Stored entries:
+++

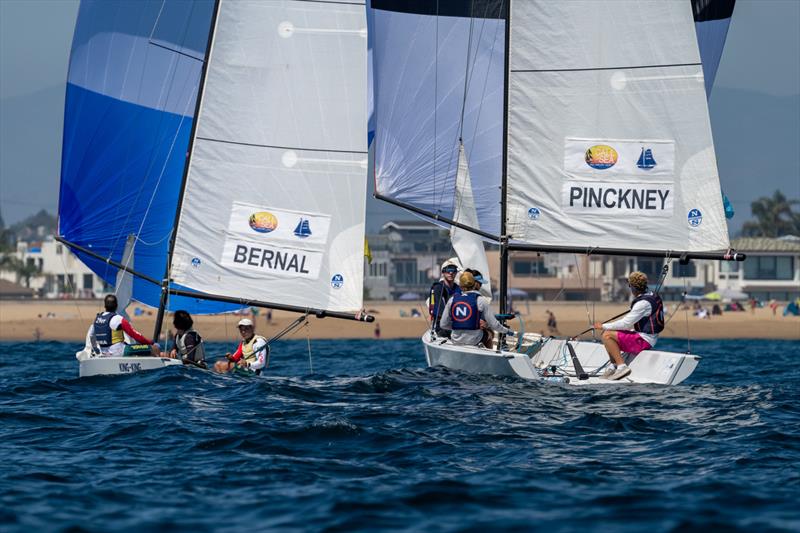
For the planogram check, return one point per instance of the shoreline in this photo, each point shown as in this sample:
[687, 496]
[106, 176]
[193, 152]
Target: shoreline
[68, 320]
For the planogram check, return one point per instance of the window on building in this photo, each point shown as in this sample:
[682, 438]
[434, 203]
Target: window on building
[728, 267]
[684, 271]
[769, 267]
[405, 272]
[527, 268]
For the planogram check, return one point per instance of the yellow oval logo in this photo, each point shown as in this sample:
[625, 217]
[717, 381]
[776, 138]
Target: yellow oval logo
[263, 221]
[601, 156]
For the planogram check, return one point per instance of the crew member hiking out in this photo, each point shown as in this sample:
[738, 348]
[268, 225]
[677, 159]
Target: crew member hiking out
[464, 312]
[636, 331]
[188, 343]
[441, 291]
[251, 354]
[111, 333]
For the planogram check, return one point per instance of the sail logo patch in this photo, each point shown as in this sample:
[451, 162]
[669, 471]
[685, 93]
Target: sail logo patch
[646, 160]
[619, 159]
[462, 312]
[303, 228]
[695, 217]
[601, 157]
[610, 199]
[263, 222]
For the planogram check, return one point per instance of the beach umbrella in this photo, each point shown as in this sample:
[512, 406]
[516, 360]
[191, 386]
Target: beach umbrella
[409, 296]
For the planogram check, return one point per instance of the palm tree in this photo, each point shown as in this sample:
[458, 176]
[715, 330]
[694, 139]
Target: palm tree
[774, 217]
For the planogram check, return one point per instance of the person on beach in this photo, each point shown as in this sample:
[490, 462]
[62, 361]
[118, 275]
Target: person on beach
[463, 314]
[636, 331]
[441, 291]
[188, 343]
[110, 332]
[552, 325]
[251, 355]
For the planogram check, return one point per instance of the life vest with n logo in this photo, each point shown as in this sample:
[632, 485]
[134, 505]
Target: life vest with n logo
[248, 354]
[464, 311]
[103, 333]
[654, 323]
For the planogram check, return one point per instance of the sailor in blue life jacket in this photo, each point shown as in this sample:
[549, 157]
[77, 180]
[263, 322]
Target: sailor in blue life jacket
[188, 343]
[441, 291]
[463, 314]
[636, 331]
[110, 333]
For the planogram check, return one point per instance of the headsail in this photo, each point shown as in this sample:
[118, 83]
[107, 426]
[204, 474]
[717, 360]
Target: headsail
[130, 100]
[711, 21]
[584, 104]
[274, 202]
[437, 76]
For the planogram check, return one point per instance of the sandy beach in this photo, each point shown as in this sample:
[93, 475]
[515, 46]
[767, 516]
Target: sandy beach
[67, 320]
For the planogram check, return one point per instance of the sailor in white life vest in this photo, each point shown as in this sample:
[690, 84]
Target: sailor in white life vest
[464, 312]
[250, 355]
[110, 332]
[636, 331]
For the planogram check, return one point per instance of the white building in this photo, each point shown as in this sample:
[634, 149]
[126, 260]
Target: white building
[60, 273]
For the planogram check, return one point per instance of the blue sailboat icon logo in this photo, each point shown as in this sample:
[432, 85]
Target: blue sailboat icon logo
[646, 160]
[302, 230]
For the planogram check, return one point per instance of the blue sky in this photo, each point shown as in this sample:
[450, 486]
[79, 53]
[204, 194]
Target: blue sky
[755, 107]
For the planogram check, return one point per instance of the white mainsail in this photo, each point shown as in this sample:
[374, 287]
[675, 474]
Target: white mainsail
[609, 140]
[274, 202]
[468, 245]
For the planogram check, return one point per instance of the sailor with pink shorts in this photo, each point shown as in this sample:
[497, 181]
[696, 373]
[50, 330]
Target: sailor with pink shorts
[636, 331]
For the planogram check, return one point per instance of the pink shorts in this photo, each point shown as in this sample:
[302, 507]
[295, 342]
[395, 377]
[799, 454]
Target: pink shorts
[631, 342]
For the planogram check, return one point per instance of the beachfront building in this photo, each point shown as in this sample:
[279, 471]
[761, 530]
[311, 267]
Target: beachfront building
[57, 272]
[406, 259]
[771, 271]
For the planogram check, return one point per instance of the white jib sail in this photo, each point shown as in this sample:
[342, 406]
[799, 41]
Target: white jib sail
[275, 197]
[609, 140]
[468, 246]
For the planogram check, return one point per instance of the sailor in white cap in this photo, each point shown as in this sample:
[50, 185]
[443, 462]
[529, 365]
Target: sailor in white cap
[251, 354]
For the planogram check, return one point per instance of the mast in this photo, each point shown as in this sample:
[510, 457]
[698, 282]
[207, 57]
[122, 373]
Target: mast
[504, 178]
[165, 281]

+++

TO DO: Every record above needs to be repeated exactly; pictures are to be left out.

ANSWER BELOW:
For the planogram check, return one point per instance of the shoreline in this photo, each point shown as in this sample:
[687, 496]
[106, 176]
[193, 152]
Target: shoreline
[68, 320]
For the planogram check, return one point per instance of the window on building in this photo, each point shown as in this sample:
[682, 438]
[434, 203]
Target: window on building
[728, 267]
[684, 271]
[769, 267]
[405, 272]
[527, 268]
For the planogram check, return one point per instance of the yellow oval logo in this photo, each point shown as in this sample:
[625, 217]
[717, 381]
[776, 138]
Target: yellow oval logo
[263, 221]
[601, 156]
For the planogram check, return one point per instance of the crew member hiking out in this photo, each point shown as in this sample:
[738, 348]
[268, 225]
[677, 159]
Target: crew member hiking out
[464, 312]
[636, 331]
[188, 343]
[441, 291]
[251, 354]
[111, 333]
For the planogram check, return one point per instance of the sail logo patch in this photo, each point shown as in this sample:
[451, 162]
[669, 471]
[685, 93]
Target: sail logo patch
[646, 160]
[619, 159]
[462, 312]
[303, 228]
[695, 217]
[601, 157]
[610, 199]
[263, 222]
For the planogram check, return one point per instance of the beach umbrella in this photo, each point shown as in this sample:
[512, 406]
[516, 360]
[191, 386]
Target: beach umbrella
[409, 296]
For the planogram check, return one point per instance of the palm tree in this photo, each point shown as in this sample:
[458, 176]
[715, 330]
[694, 139]
Target: palm tree
[774, 217]
For the planogram check, return one point per instance of the person on beach in this photo, each point shown as in this sample:
[490, 462]
[62, 361]
[118, 275]
Target: person on beach
[463, 314]
[636, 331]
[441, 291]
[188, 343]
[110, 332]
[552, 325]
[251, 355]
For the planogram check, return one point per instance of the life vest with n logo in this photo, each point shown as in this sample:
[632, 485]
[134, 505]
Target: life vest with n logo
[248, 354]
[464, 311]
[103, 333]
[654, 323]
For the planogram check, return one point per instance of the sailor in blue life jacket in this photo, each point shown as in this sample:
[549, 157]
[77, 180]
[263, 322]
Target: sailor in blue life jacket
[188, 343]
[441, 291]
[463, 314]
[636, 331]
[110, 333]
For the planogram check, return one point per instance of the headsail in this photo, each point shown as in this sample:
[118, 83]
[107, 426]
[204, 474]
[717, 360]
Target: headsail
[130, 100]
[711, 21]
[584, 104]
[274, 202]
[437, 76]
For the planogram check, return one point per instance of the sandy beach in this photo, each point shown as in this sample:
[93, 475]
[515, 46]
[767, 516]
Target: sandy beach
[67, 320]
For the planogram check, return one point per instance of the sailor in white life vest in this photo, each point shown as in this sample:
[690, 84]
Target: sailor in white life vest
[464, 312]
[250, 355]
[110, 332]
[636, 331]
For the planogram check, return one point per instance of the white building in this photo, each point shown as in this sample:
[634, 149]
[126, 260]
Target: white building
[60, 273]
For the planogram check, return one point per instance of the blue sailboat icon logo in this photo, each point shown as in this sample:
[432, 85]
Target: blue sailboat icon logo
[646, 160]
[302, 230]
For the planogram check, return one point per instance of the blue sky in this photo, each point shown as in this sample:
[450, 486]
[79, 53]
[204, 194]
Target: blue sky
[755, 107]
For the planogram check, return one point per instance of the white mainsail in this photo, each point shown as in this sample:
[374, 287]
[675, 474]
Target: white mainsail
[609, 140]
[274, 202]
[468, 245]
For the planogram check, return one point per instance of the sailor with pink shorts in this photo, each point shown as in this sample:
[497, 181]
[696, 373]
[50, 330]
Target: sailor with pink shorts
[636, 331]
For the planogram check, return one point per instance of the pink shorts in this photo, each point shown as in this sample:
[302, 507]
[295, 342]
[395, 377]
[799, 454]
Target: pink shorts
[631, 342]
For the planogram check, return one point per instance of the beachfront building in this photo, each point shown as in this sample:
[279, 471]
[761, 530]
[311, 267]
Target: beachfront building
[57, 272]
[406, 259]
[771, 271]
For the planogram check, return one point per instance of the white jib sail in this photo, each point shown as in this sample:
[342, 406]
[799, 41]
Target: white jib sail
[275, 197]
[609, 140]
[468, 246]
For the planogram check, return one point per instance of the sailor in white cap in this photo, each point shown as in this sample:
[50, 185]
[443, 462]
[529, 365]
Target: sailor in white cap
[251, 354]
For the planogram check, return one point per instance of the mast in this photo, each point shown as in this sample:
[510, 457]
[698, 282]
[207, 57]
[122, 373]
Target: mast
[504, 178]
[165, 281]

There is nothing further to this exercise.